» **SET EXERCISE**: Edit the records below by changing every "would be perfect" to "is what I need", keeping everything else the same.

=== DATA SUPPLIED ===

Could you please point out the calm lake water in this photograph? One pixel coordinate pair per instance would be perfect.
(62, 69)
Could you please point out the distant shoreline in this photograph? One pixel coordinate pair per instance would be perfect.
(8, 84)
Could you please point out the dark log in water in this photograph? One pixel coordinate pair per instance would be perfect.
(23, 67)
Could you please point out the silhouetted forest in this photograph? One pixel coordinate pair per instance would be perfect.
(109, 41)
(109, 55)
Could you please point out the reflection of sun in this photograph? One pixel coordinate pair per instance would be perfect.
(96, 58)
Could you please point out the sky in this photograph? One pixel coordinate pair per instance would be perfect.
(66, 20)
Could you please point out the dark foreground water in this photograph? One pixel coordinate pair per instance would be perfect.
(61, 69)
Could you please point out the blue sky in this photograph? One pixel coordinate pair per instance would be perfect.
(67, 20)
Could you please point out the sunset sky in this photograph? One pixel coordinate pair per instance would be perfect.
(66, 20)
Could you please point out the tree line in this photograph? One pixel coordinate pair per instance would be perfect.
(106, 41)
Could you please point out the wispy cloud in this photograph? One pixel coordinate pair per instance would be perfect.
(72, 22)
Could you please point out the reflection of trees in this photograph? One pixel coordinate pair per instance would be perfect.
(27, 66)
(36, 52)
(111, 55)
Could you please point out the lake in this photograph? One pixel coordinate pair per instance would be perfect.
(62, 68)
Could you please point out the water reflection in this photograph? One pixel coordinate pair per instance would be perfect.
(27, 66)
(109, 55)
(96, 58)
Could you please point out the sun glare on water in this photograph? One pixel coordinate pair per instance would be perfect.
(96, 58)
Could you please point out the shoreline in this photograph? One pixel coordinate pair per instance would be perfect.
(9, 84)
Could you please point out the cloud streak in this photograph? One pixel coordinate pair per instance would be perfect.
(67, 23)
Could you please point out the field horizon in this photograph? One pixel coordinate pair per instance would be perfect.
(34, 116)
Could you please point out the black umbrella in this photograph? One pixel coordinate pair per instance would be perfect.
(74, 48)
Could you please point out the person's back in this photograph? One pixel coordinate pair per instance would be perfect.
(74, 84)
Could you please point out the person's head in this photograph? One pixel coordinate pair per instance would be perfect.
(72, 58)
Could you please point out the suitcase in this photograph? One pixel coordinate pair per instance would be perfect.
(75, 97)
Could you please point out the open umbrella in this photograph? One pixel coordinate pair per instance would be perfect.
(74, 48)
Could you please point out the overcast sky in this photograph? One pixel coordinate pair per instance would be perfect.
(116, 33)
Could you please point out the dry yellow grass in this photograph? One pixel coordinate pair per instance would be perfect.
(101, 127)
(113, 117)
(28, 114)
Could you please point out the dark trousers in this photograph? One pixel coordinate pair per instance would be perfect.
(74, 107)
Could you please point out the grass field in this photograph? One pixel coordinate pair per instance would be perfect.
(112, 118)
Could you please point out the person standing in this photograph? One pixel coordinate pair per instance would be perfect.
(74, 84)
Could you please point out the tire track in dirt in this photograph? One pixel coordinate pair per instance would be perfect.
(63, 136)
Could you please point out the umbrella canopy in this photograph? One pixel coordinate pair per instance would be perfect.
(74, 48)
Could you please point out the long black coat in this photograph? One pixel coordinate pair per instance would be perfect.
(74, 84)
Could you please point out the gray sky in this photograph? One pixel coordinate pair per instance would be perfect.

===

» **THE REPLY**:
Could you please point out the calm lake water in this photograph? One pixel coordinate pair per instance is what I need.
(62, 69)
Could you please point out the distant shoreline in this photograph? One pixel coordinate pair per instance is what I need.
(8, 84)
Could you please point out the dark log in water in this photograph? One pixel coordinate pair per instance is what I need.
(23, 67)
Could you please point out the silhouetted forest in this photograph? One pixel coordinate pair per instance is what I need.
(109, 41)
(109, 55)
Could you please point out the reflection of sun in this photograph? One pixel coordinate pair per instance is what I need.
(96, 58)
Could you please point out the sky in this photograph? One pixel coordinate pair per instance is what I need.
(66, 20)
Could you please point out the dark foreground water in this photograph? One pixel coordinate pair per instance is what I need.
(61, 69)
Could you please point out the blue sky in this photograph? One pixel coordinate pair per instance is what I need.
(67, 20)
Could you please point out the sunset sky in this photograph? One pixel coordinate pair per instance is what I need.
(66, 20)
Could you please point out the tree line in this photograph? One pixel coordinate pair per instance is what I need.
(106, 41)
Could you please point out the wispy cloud in this photograph? One pixel coordinate pair per instance is what I need.
(72, 22)
Could you please point out the reflection of trees in this photograph? One pixel coordinate pair per instance is what I need.
(27, 66)
(36, 52)
(111, 55)
Could you please point out the lake in this photograph? One pixel coordinate pair per instance is what I need.
(62, 68)
Could you please point out the water reflection in this photograph? One pixel coordinate pair per instance is what I need.
(27, 66)
(109, 55)
(96, 58)
Could you please point out the sun glare on water in this photograph? One pixel coordinate pair per instance is what I need.
(96, 58)
Could you please point out the shoreline in this photograph? One pixel coordinate pair per instance is what I need.
(9, 84)
Could you please point out the cloud streak in this photograph? One pixel coordinate pair per instance is what I need.
(67, 23)
Could you please point out the field horizon in this photograph? One pixel coordinate pair per instance is what I need.
(34, 116)
Could you please point out the black umbrella in this photograph? One pixel coordinate pair per instance is what I need.
(74, 48)
Could you please point out the person's back in this photograph? One pixel coordinate pair per instance is what I need.
(74, 84)
Could you please point out the person's head in this photograph? One pixel coordinate pair per instance is what I need.
(72, 58)
Could you please point out the suitcase in this photograph? One pixel coordinate pair per instance is what I need.
(75, 97)
Could you please point out the open umbrella in this photograph? One pixel coordinate pair per instance is what I need.
(74, 48)
Could you please point out the overcast sky in this photograph? One pixel coordinate pair per instance is what I need.
(116, 33)
Could you please point out the dry yellow grass in this photograph? One pixel coordinate pair per instance is what I need.
(101, 127)
(113, 117)
(28, 114)
Could you please point out the dark trousers in this photograph? One pixel coordinate pair per instance is what I need.
(74, 107)
Could you please point out the grass field in this photograph? One pixel coordinate pair per instance is what I need.
(112, 118)
Could you please point out the person standing in this photograph? One pixel coordinate pair per instance is what I need.
(74, 84)
Could you please point out the tire track in dirt in this photograph? One pixel coordinate pair per instance is what I need.
(63, 136)
Could you please point out the umbrella canopy in this photograph? One pixel coordinate pair per instance is what I need.
(74, 48)
Could you please point out the long black coat in this photograph? One pixel coordinate pair per instance is what I need.
(74, 84)
Could you please point out the gray sky in this photograph? One pixel coordinate pair per instance is what I need.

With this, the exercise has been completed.